Peki, o gitarın tınıları bir orduyu korkutabilir miydi?
Korkuturdu elbette! 16 Eylül 1973 senesi Şili’sinde korkutmuştu.
Augusto Pinochet yönetimindeki ABD destekli darbeci ordu işçileri, sendikacıları, sosyalistleri başkent Santiago’daki Şili Ulusal Stadyumu’na doldurmuştu.
Korkuyorlardı.
Elinde yoldaş gitar, dilinde Venceremos şarkısı, darbecilerin arasında dimdik yürüyen kısa boylu, uzun saçlı o adamdan korkuyorlardı.
Adam yürüdükçe sözler çoğalıyordu. Yoldaş gitarın tınıları dudakları sarıyor, kalabalığın arasında yankılandıkça yankılanıyor, stadyumdaki halk Venceremos Venceremos diye dalgalanıyordu…
Darbeci askerler yoldaş gitarı susturmak istediler. Bunun için Victor Jara’nın önce parmaklarını kırdılar. Gitar sustu, lâkin Victor Jara susmadı. Venceremos’u söylemeye devam etti. Onu ebediyen susturmak üzere, dipçik darbeleriyle kafasını parçaladılar, ellerini kesip oradakilere ibret olsun diye tribünlere asarak sallandırdılar…
Oysaki ezgilerin milliyeti olmazdı; dini, ırkı, cinsiyeti de…
Sonraki yıllarda şarkıları hiç susmadı Victor Jara’nın. Dünyanın dört yanında Venceremos diye söylenmeye devam etti.

_ _ _ _ _

▶ [Çözülecek Problem]
Victor Jara'yı anlatan metne göre şu ifadelerin her birinin doğru olup olmadığını evet ya da hayır ile belirtin ve kararı belirleyen sözleri metinden birebir aktarın:
1. Darbeci ordu işçileri, sendikacıları ve sosyalistleri Santiago'daki Şili Ulusal Stadyumu'na doldurmuştu.
2. Victor Jara, parmakları kırıldıktan sonra şarkı söylemeyi bıraktı.
3. Anlatılan olaylar 16 Eylül 1973'te Şili'de geçer.

▶ [Bir koleksiyondan alınmış kayıtlar]
_ _ _ _ _

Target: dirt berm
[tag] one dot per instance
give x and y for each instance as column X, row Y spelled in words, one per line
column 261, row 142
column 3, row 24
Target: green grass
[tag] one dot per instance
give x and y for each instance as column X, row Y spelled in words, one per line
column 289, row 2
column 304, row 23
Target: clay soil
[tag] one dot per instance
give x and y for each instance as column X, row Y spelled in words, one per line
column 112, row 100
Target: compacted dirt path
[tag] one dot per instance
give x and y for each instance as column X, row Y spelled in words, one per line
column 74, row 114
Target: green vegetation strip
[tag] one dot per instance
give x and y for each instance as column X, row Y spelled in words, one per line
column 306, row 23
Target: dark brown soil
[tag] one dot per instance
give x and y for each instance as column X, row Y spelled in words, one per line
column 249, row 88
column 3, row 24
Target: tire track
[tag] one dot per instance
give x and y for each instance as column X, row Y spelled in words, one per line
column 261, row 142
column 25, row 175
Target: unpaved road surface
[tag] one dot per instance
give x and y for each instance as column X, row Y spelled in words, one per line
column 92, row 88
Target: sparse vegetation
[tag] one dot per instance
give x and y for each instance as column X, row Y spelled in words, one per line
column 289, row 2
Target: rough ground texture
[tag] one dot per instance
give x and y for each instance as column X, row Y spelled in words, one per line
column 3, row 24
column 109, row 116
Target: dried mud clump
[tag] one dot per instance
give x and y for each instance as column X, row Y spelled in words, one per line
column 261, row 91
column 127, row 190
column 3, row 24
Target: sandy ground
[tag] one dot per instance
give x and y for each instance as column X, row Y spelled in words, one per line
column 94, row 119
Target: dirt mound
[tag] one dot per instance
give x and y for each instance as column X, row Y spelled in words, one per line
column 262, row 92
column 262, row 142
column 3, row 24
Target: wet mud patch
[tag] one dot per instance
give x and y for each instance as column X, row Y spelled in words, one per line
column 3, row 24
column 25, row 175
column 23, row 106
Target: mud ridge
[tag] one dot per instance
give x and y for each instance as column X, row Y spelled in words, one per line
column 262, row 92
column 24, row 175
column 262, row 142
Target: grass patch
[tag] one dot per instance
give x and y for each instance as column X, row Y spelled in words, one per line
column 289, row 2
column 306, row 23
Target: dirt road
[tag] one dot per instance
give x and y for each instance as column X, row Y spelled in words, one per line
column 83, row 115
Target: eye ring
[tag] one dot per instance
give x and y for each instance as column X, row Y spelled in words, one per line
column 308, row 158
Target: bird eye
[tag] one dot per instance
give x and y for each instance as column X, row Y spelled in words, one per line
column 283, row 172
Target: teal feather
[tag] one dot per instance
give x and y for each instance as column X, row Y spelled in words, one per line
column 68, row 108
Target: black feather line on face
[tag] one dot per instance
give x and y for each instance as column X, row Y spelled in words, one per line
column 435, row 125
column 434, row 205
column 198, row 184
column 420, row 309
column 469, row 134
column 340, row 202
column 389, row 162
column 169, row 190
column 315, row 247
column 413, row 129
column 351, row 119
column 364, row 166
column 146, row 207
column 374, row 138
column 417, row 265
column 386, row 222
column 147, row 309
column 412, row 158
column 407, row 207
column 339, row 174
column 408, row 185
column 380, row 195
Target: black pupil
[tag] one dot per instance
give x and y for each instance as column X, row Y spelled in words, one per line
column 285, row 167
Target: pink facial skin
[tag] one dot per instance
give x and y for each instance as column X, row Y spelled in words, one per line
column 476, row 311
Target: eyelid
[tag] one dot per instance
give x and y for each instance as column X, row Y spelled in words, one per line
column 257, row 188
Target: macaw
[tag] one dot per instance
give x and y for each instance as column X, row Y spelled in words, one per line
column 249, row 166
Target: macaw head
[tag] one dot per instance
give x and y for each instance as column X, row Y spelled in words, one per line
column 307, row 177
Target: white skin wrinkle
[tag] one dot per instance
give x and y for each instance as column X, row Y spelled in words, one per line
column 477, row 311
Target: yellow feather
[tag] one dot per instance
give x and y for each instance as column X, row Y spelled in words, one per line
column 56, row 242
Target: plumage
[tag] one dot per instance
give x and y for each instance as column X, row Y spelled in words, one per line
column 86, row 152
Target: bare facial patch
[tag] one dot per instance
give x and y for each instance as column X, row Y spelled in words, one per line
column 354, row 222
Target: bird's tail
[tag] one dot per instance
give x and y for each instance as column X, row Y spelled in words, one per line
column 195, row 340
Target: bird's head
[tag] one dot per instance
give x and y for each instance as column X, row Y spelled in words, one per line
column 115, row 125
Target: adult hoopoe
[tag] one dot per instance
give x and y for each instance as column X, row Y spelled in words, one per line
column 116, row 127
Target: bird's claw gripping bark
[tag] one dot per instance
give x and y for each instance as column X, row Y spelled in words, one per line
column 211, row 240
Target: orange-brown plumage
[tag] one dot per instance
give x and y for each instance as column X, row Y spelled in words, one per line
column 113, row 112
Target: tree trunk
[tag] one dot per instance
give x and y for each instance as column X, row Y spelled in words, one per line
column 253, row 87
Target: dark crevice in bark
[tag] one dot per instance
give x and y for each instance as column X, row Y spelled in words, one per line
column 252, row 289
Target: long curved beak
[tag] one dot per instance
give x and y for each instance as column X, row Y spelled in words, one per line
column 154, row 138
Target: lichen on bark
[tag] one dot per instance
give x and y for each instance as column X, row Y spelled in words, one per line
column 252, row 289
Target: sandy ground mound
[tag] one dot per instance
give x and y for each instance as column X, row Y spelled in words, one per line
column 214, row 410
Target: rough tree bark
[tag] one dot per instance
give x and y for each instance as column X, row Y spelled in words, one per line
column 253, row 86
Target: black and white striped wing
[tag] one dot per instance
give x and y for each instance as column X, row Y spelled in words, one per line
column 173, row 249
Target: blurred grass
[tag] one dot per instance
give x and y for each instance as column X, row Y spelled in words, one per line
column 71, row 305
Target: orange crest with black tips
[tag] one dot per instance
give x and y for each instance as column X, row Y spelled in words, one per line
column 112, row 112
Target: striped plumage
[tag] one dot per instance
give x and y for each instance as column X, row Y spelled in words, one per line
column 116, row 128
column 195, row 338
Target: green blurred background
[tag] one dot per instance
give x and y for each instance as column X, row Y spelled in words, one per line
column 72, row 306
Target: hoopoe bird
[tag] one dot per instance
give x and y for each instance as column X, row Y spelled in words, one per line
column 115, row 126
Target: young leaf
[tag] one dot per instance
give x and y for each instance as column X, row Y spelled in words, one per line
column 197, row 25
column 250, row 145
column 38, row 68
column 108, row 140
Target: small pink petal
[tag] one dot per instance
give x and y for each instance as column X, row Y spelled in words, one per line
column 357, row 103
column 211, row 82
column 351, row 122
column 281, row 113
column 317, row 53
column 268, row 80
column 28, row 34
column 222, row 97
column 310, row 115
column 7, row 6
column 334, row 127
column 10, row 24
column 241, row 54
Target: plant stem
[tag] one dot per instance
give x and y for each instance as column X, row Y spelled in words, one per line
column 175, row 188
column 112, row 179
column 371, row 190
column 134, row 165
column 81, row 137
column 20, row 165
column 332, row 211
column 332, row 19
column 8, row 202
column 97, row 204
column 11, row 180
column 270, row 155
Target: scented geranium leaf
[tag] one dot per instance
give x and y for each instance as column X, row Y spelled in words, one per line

_ _ _ _ _

▶ [Görev Çıktısı]
1. Evet: "Augusto Pinochet yönetimindeki ABD destekli darbeci ordu işçileri, sendikacıları, sosyalistleri başkent Santiago’daki Şili Ulusal Stadyumu’na doldurmuştu."
2. Hayır: "Gitar sustu, lâkin Victor Jara susmadı. Venceremos’u söylemeye devam etti."
3. Evet: "16 Eylül 1973 senesi Şili’sinde korkutmuştu."